(Dataset items)
※

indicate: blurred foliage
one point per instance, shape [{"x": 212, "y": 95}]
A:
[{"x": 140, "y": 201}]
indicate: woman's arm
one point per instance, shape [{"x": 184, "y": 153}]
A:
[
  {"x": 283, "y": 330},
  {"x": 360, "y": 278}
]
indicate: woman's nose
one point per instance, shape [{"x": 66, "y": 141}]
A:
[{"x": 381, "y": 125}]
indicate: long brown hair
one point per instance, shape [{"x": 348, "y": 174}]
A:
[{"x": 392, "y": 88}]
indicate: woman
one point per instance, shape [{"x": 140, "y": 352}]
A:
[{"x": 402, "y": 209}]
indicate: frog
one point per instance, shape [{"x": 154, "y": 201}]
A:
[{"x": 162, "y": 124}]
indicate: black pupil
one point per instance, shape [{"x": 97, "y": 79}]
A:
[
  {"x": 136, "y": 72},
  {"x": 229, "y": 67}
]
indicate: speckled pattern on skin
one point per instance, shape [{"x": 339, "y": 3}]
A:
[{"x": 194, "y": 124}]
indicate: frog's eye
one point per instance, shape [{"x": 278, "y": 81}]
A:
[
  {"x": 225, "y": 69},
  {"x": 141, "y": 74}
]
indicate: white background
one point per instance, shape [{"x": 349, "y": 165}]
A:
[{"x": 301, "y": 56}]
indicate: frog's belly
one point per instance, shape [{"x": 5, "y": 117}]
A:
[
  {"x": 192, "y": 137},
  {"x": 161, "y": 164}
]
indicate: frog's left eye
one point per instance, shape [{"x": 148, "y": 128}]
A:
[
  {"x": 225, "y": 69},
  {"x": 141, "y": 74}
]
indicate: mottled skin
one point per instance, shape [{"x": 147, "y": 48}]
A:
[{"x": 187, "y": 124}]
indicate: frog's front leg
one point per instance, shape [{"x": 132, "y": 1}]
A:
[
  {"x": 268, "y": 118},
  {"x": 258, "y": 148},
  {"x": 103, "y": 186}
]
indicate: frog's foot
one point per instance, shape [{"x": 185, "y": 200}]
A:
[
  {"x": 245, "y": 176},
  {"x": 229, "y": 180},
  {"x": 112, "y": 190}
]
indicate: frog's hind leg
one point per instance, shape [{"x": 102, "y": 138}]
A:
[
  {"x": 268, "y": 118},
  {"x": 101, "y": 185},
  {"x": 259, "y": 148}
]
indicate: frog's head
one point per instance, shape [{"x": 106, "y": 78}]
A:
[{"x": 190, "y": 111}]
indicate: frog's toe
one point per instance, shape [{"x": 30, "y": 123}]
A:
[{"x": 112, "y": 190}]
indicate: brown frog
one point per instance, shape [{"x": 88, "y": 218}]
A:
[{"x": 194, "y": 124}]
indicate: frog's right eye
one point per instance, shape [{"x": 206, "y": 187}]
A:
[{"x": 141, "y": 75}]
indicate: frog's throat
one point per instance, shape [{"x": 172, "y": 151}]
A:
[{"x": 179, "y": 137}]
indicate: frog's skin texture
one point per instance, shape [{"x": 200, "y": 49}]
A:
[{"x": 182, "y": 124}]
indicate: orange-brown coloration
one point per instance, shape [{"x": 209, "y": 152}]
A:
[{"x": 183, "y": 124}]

※

*Given instruction*
Please render every line of the records above as a Markdown table with the columns Row and Line, numbering each row and leaving out blank lines.

*Response to this exercise*
| Row | Line |
|---|---|
| 1 | indicate: blurred foliage |
| 2 | one point per instance, shape [{"x": 212, "y": 95}] |
| 3 | A: |
| 4 | [{"x": 140, "y": 201}] |
| 5 | indicate: woman's arm |
| 6 | one point per instance, shape [{"x": 184, "y": 153}] |
| 7 | A: |
| 8 | [ |
| 9 |   {"x": 283, "y": 330}, |
| 10 |   {"x": 360, "y": 278} |
| 11 | ] |
| 12 | indicate: woman's nose |
| 13 | one point per instance, shape [{"x": 66, "y": 141}] |
| 14 | A: |
| 15 | [{"x": 381, "y": 125}] |
| 16 | indicate: long brown hair |
| 17 | one point per instance, shape [{"x": 348, "y": 174}] |
| 18 | A: |
| 19 | [{"x": 392, "y": 88}] |
| 20 | indicate: woman |
| 21 | one point per instance, shape [{"x": 140, "y": 352}] |
| 22 | A: |
| 23 | [{"x": 402, "y": 209}] |
| 24 | indicate: frog |
| 25 | one point per instance, shape [{"x": 154, "y": 201}] |
| 26 | A: |
| 27 | [{"x": 162, "y": 124}] |
| 28 | indicate: black pupil |
| 29 | one point per instance, shape [{"x": 97, "y": 79}] |
| 30 | A: |
| 31 | [ |
| 32 |   {"x": 136, "y": 72}, |
| 33 |   {"x": 229, "y": 67} |
| 34 | ] |
| 35 | indicate: speckled pattern on skin |
| 36 | one point per instance, shape [{"x": 339, "y": 3}] |
| 37 | A: |
| 38 | [{"x": 194, "y": 124}] |
| 39 | indicate: frog's eye |
| 40 | one point per instance, shape [{"x": 278, "y": 81}] |
| 41 | A: |
| 42 | [ |
| 43 |   {"x": 225, "y": 69}, |
| 44 |   {"x": 141, "y": 74} |
| 45 | ] |
| 46 | indicate: white background |
| 47 | one point per instance, shape [{"x": 349, "y": 165}] |
| 48 | A: |
| 49 | [{"x": 301, "y": 56}] |
| 50 | indicate: frog's belly |
| 51 | one point per instance, shape [{"x": 5, "y": 117}] |
| 52 | A: |
| 53 | [ |
| 54 |   {"x": 192, "y": 137}, |
| 55 |   {"x": 161, "y": 164} |
| 56 | ] |
| 57 | indicate: frog's left eye |
| 58 | one point per instance, shape [{"x": 148, "y": 128}] |
| 59 | A: |
| 60 | [ |
| 61 |   {"x": 225, "y": 69}, |
| 62 |   {"x": 141, "y": 74} |
| 63 | ] |
| 64 | indicate: mottled skin |
| 65 | one point per instance, shape [{"x": 147, "y": 48}] |
| 66 | A: |
| 67 | [{"x": 187, "y": 124}] |
| 68 | indicate: frog's front leg |
| 69 | one point per instance, shape [{"x": 132, "y": 1}] |
| 70 | A: |
| 71 | [ |
| 72 |   {"x": 268, "y": 118}, |
| 73 |   {"x": 258, "y": 148}, |
| 74 |   {"x": 103, "y": 186} |
| 75 | ] |
| 76 | indicate: frog's foot |
| 77 | one point per instance, shape [{"x": 185, "y": 200}] |
| 78 | A: |
| 79 | [ |
| 80 |   {"x": 245, "y": 176}, |
| 81 |   {"x": 229, "y": 180}, |
| 82 |   {"x": 112, "y": 190} |
| 83 | ] |
| 84 | indicate: frog's hind leg |
| 85 | one point per instance, shape [{"x": 102, "y": 138}] |
| 86 | A: |
| 87 | [ |
| 88 |   {"x": 268, "y": 118}, |
| 89 |   {"x": 101, "y": 185}, |
| 90 |   {"x": 259, "y": 148} |
| 91 | ] |
| 92 | indicate: frog's head |
| 93 | one point per instance, shape [{"x": 106, "y": 78}] |
| 94 | A: |
| 95 | [{"x": 190, "y": 111}] |
| 96 | indicate: frog's toe |
| 97 | one point per instance, shape [{"x": 30, "y": 123}] |
| 98 | A: |
| 99 | [{"x": 112, "y": 190}] |
| 100 | indicate: brown frog |
| 101 | one point per instance, shape [{"x": 88, "y": 218}] |
| 102 | A: |
| 103 | [{"x": 194, "y": 124}] |
| 104 | indicate: frog's right eye |
| 105 | one point per instance, shape [{"x": 206, "y": 187}] |
| 106 | A: |
| 107 | [{"x": 141, "y": 75}] |
| 108 | indicate: frog's throat |
| 109 | one point per instance, shape [{"x": 172, "y": 151}] |
| 110 | A: |
| 111 | [{"x": 179, "y": 137}] |
| 112 | indicate: frog's skin texture |
| 113 | one point per instance, shape [{"x": 200, "y": 49}] |
| 114 | A: |
| 115 | [{"x": 182, "y": 124}] |
| 116 | indicate: orange-brown coloration |
| 117 | one point per instance, shape [{"x": 209, "y": 152}] |
| 118 | A: |
| 119 | [{"x": 183, "y": 124}] |